** The problem **
A single figure is required: the number of lines below that contain "instance".

[[ Records to process open ]]

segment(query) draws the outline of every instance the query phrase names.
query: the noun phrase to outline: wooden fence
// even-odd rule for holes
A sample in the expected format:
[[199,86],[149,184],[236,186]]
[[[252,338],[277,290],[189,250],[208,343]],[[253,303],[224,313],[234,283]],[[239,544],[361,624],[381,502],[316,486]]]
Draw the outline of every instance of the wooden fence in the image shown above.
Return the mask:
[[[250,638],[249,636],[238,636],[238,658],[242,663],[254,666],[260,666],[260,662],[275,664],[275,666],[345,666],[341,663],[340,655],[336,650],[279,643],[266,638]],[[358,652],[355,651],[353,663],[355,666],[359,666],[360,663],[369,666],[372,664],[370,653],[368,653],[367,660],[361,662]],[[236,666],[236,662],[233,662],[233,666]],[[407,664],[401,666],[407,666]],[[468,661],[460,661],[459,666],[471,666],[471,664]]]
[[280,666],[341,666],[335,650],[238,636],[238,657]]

[[ Records to process closed ]]

** Answer below **
2